━━ Texto ━━

El cuatro de agosto
(La columna de Guillermo Fatás en el Heraldo de Aragón del 2 de agosto de 2020)
La calle más notoria del Tubo zaragozano toma el nombre de una acción de guerra más conocida por sus cañoneos y disparos que por el pillaje de las tropas atacantes.
Es en Toledo. El joven caballero, con su pandilla de incipientes crápulas, se cruza con una familia hidalga, pero pobre, que ha hecho una visita refrescante al Tajo. Son un matrimonio, sus dos hijos y su sirvienta. Chulescamente, se burlan de ellos. El cabeza de familia se lo recrimina, entre risas de los ofensores, y ambos grupos reanudan sus caminos divergentes. Pero el aristócrata, ay, ha quedado prendado de la belleza de la muchacha a la que ha visto en la incipiente y ya radiante hermosura de los dieciséis años. Algo después, el grupo, embozado, rapta a la joven, que es violada luego en una apartada y rica alcoba que hay en la casa del caballero bellaco. Ella ni siquiera sabe dónde se encuentra, porque la vejación ha ocurrido mientras tenía perdidos los sentidos.
Este relato se redacta en España,
hacia 1600. El español que lo ingenia, alcalaíno, es Miguel de Cervantes y lo
titula 'La fuerza de la sangre'. Mal puede imaginar que, cruzando media Europa
y casi cuatro siglos, esta imaginada historia acabaría en las pantallas de
cine, según se ha de ver.

━━━
━━ Extractos de datos ━━

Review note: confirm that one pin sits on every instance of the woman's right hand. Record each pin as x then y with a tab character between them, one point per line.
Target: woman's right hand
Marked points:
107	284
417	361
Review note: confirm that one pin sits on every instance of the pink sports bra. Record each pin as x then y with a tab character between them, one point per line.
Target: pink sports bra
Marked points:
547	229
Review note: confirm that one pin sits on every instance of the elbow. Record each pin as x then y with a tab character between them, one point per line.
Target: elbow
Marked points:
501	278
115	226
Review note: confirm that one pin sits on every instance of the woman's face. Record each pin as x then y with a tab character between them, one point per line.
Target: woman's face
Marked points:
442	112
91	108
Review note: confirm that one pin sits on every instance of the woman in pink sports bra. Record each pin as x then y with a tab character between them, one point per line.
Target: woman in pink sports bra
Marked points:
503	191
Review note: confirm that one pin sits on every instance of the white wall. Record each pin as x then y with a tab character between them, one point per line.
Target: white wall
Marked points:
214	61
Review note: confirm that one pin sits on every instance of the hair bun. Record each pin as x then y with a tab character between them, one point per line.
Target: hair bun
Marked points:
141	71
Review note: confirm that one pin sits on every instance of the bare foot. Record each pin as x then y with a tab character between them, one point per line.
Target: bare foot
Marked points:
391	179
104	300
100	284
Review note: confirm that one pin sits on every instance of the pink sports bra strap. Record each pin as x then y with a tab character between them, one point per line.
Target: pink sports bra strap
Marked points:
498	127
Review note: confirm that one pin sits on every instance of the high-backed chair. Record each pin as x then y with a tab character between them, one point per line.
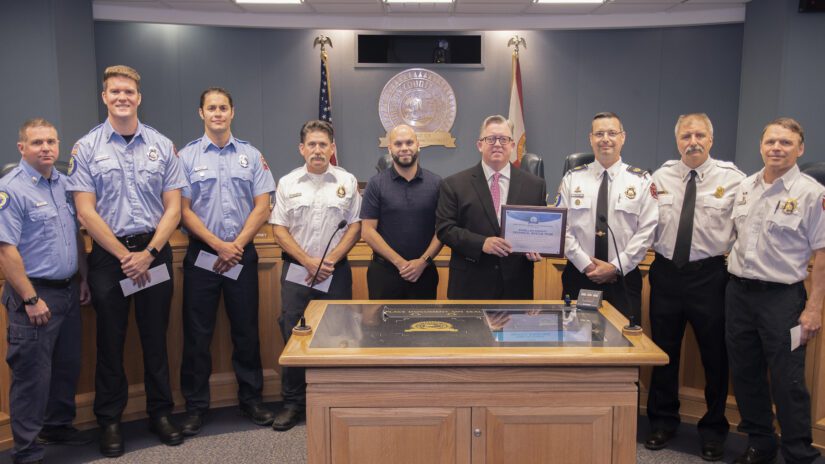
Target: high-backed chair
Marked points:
815	170
533	164
577	159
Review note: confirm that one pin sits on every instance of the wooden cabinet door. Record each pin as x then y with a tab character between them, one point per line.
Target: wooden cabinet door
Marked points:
399	435
574	435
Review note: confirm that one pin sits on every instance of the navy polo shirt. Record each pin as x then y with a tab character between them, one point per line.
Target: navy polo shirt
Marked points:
405	210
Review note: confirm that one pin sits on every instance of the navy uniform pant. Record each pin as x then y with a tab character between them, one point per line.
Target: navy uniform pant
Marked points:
201	292
628	303
385	283
694	294
759	317
45	366
152	318
294	300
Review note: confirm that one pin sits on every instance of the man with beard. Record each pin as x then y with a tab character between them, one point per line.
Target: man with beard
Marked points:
311	203
398	222
468	220
688	279
604	192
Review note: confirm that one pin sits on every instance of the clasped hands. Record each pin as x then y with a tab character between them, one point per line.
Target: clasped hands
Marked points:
497	246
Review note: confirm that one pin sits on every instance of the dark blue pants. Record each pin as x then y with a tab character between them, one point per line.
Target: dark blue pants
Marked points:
45	365
694	294
152	318
758	323
294	300
201	292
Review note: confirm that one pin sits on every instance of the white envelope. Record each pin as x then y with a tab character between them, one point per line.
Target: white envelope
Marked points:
298	274
207	260
157	275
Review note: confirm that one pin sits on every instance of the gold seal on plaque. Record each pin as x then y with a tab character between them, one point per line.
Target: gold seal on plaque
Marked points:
423	100
431	326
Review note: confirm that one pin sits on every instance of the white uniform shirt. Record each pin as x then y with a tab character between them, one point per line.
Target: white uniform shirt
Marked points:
778	226
632	213
503	184
311	206
716	183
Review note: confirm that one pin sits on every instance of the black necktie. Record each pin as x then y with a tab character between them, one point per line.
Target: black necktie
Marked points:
601	227
681	251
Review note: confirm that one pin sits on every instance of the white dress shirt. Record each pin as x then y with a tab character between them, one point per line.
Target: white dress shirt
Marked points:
632	213
503	184
716	183
310	206
778	226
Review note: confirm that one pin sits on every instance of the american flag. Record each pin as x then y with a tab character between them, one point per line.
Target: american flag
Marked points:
325	100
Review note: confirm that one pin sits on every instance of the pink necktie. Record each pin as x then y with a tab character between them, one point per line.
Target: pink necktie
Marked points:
495	191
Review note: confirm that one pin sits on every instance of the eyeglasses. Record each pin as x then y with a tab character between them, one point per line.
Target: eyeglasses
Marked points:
492	139
609	134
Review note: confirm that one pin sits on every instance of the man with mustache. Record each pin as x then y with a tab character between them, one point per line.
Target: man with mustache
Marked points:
604	192
223	208
468	220
398	222
688	279
126	180
311	202
779	215
41	253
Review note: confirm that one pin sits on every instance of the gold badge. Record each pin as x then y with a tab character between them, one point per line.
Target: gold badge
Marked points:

━━━

§ **Tarea indicada**
Continúa la columna periodística sobre el relato de Cervantes a partir de su última frase.

§ **Resultado**
En Prusia, hacia 1800, un joven escritor que fue soldado por un tiempo vive muy pendiente de las hazañas bélicas de Napoleón, a quien detesta, el invasor de España. Ama a España por Cervantes, a quien lee con admiración. Muda la Toledo original en una plaza asediada del norte de Italia; los inicuos caballeros españoles se convierten en rudos soldados; y el violador castellano es sustituido por un oficial ruso que manda a esa tropa. El novelista y poeta prusiano transforma la idea cervantina y le añade densidad romántica. Se llama Heinrich von Kleist y pone por nombre a su creación 'Die Marquise von O'.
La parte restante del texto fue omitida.